- [Job]: Pick out every line of the items below that contains the string "query", and copy each one as it appears. Case counts.

- [Records for the task]:
———

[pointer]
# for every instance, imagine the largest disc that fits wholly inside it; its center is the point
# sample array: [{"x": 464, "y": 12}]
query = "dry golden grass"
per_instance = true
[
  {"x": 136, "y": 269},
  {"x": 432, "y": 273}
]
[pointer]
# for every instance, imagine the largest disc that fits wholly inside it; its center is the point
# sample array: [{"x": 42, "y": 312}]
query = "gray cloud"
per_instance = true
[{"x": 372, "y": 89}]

———

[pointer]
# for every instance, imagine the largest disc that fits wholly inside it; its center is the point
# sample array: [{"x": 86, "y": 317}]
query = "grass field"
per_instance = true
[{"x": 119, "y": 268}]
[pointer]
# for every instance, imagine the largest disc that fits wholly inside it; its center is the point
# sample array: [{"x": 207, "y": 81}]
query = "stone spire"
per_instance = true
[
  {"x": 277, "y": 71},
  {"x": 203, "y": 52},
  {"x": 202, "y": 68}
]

———

- [Written response]:
query = "dry golden grass"
query = "gray cloud"
query = "grass field"
query = "stone spire"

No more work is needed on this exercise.